Required action 1 —
In the review excerpt, what does the quoted final paragraph say progress is, in place of a continuous and rectilinear development?
Required action 2 —
Pick up the review excerpt on German ideals and "The New Psychology" after its final sentence and continue it in the same voice.

Text block —

Lassitude is always a temporary condition, and we cannot believe that the Germans will ultimately be false to their own highest ideals. They may follow another individual, after Bis- marck, but it will be because he secures them freedom, as Bis- marck secures them internal security and external power. The remainder of the number is rather heavy, though we may quote the final paragraph of Mr. Courtney's account of "The New Psychology," as one which will take many readers to his very vigorous sketch of the way in which, as he thinks, English philosophy is tending :— " It is a question if Ethics can survive at all as an independent science, if the psychological assumptions of the Materielists be realised. For if Conscience be, as Dr. Mandsley assures us, only a function of the physical organisation, it is more than ever difficult to see whence will be derived the power of ethical sanctions. Either the doctrine itself must be held as an esoteric one, and then we must frankly avow the necessity of two sorts of Ethics,—one for the initi- ated and one for the vulgar, or else the ordinary sanctions must be reinstated by the stress laid on the subjective aspects of objective organic facts. Here again, however, compensating advantages are to be found. It is much to get rid of superstition ; it is much to be quit of the notions of Hell and Devil ; possibly, it is of still greater ethical value to know that sin is never remediable, that Nature never forgives. In all these matters, to look for all the advantages on the one side, and all the drawbacks on the other, is unreasonable and absurdly unhistorical. Progress is not continuous and rectilinear development ; it is a tide made up of several divergent currents, a vast system of action and reaction, systole and diastole. And the end is not yet."

Dataset extract —
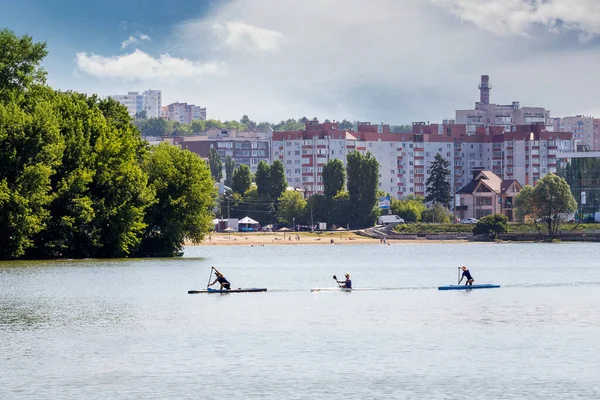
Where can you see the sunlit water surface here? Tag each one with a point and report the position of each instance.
(127, 329)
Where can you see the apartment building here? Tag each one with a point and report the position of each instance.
(583, 128)
(247, 148)
(149, 101)
(525, 153)
(183, 113)
(506, 115)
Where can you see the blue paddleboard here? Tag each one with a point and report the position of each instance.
(464, 287)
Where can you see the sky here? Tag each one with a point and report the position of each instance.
(391, 61)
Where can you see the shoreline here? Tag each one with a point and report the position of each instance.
(304, 238)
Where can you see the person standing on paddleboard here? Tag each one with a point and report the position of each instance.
(347, 284)
(466, 274)
(221, 279)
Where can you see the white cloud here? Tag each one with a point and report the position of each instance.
(141, 66)
(238, 35)
(395, 61)
(506, 17)
(134, 40)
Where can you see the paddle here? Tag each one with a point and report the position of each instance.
(336, 281)
(209, 276)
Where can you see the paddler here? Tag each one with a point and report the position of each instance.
(347, 284)
(466, 274)
(221, 279)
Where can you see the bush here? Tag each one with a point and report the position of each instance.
(492, 225)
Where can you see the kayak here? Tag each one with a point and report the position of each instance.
(338, 289)
(465, 287)
(239, 290)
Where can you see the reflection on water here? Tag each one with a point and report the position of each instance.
(127, 329)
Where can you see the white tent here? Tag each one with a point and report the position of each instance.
(247, 220)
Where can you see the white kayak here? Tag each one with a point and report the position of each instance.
(339, 289)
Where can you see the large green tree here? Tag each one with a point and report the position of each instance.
(184, 197)
(334, 177)
(215, 163)
(20, 60)
(229, 168)
(363, 179)
(438, 182)
(552, 202)
(263, 178)
(277, 181)
(241, 179)
(292, 207)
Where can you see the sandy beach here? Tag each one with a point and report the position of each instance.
(276, 238)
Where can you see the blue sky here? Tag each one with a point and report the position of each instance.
(393, 61)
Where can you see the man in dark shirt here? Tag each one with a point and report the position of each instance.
(347, 284)
(221, 279)
(466, 274)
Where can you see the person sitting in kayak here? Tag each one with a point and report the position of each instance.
(222, 280)
(466, 274)
(347, 284)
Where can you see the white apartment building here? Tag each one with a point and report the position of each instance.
(582, 128)
(506, 115)
(149, 101)
(183, 113)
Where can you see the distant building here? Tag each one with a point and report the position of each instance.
(506, 115)
(183, 113)
(487, 194)
(247, 148)
(585, 131)
(149, 101)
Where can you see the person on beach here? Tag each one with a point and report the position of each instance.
(221, 279)
(347, 284)
(466, 274)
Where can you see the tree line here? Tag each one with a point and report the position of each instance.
(78, 180)
(162, 127)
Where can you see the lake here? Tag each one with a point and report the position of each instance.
(127, 329)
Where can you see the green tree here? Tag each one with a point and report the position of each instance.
(363, 179)
(438, 182)
(410, 208)
(524, 204)
(31, 148)
(20, 60)
(552, 202)
(184, 195)
(491, 225)
(291, 206)
(229, 168)
(438, 214)
(263, 178)
(241, 179)
(215, 163)
(277, 181)
(334, 177)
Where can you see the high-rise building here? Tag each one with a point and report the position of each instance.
(183, 113)
(149, 101)
(487, 114)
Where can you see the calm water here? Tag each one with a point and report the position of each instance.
(129, 330)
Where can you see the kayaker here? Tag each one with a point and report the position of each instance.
(466, 274)
(221, 279)
(347, 284)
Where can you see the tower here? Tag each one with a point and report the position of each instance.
(484, 89)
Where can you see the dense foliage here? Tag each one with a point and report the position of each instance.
(549, 203)
(491, 225)
(438, 182)
(334, 178)
(75, 176)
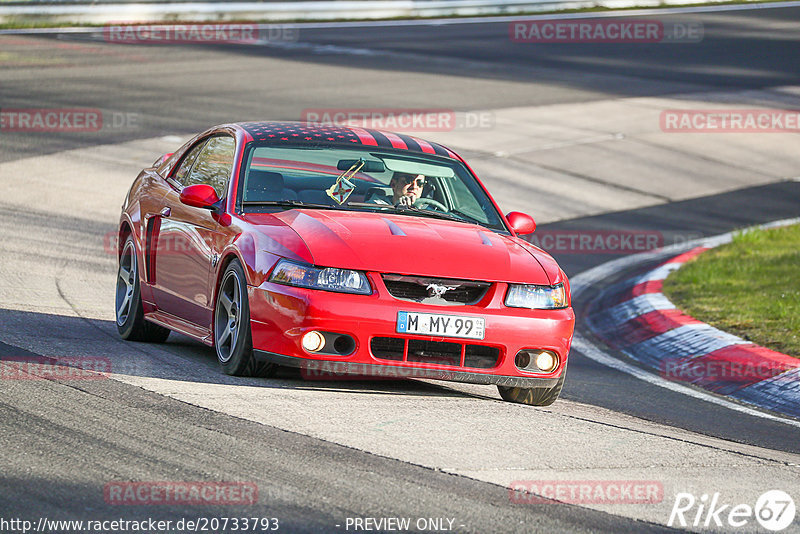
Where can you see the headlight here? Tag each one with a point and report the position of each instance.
(330, 279)
(536, 297)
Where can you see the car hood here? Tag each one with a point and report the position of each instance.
(406, 244)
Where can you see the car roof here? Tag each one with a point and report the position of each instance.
(333, 135)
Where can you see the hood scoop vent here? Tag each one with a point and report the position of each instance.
(393, 228)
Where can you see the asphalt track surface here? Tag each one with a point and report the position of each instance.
(62, 441)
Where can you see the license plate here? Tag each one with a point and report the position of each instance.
(434, 324)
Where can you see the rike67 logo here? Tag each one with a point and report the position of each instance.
(774, 510)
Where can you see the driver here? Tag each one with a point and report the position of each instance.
(406, 188)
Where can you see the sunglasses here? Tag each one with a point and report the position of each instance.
(418, 182)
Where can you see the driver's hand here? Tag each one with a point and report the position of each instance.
(406, 201)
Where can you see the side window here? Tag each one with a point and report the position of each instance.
(186, 165)
(214, 164)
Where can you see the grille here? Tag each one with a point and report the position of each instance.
(438, 352)
(416, 288)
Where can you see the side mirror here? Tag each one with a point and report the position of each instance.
(199, 196)
(521, 223)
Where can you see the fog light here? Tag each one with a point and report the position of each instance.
(523, 359)
(546, 361)
(313, 341)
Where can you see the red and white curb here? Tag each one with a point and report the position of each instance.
(636, 318)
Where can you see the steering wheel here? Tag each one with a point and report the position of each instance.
(425, 202)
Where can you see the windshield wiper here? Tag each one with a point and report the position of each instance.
(287, 204)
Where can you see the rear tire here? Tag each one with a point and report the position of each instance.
(233, 337)
(534, 396)
(131, 324)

Your response 1 —
A tide made up of several divergent currents, a vast system of action and reaction, systole and diastole.

Your response 2 —
But if Materialism is true, what is sin ?
Fraeur, under its new management, is not yet a success. It is dull, and lacks any feature calculated to excite new interest. Mr. Froude sends a description of Cheneys, the ancient home of the Russells, which is noteworthy for the intense belief it evinces in the aristocratic idea,—he actually conceives France to have lost by the Revolution, and especially by the equality it has introduced ; there is a delicate and accurate criticism, in the pleasant review of recent books of travel, called "Holiday Travel-Books ;" there is a sensible and temperate account of the causes of the new anti-rent agitation in Ireland ; and there is a
most vigorous description of "Hungarian Gypsy Music," but that is almost all, Mrs. Brassey's "Journal in the Holy Laud" being so far entirely deficient in originality. It is an ordinary description of scenes already sufficiently well known, though the style is picturesque. We must, however, make an extract, an account of a feat in swordsmanship which is, we believe, quite new :—
"Presently one of the crowd asked permission to show us a curious trick. Of course, we signified our willing consent, through Karam, whereupon the man proceeded with all a conjuror's gravity to place two common wine-bottles, filled with water, on the ground, a few inches apart. On the top of these he balanced nicely two tumblers, also filled to the brim with water. Then he laid a short, stout oak stick across, with an end just resting on each tumbler, and drawing his sword, cut the stick in two in two places with two strokes, and without spilling a single drop of the water. It was very cleverly done, and a real feat of skill, not a mere trick, with a substituted stick."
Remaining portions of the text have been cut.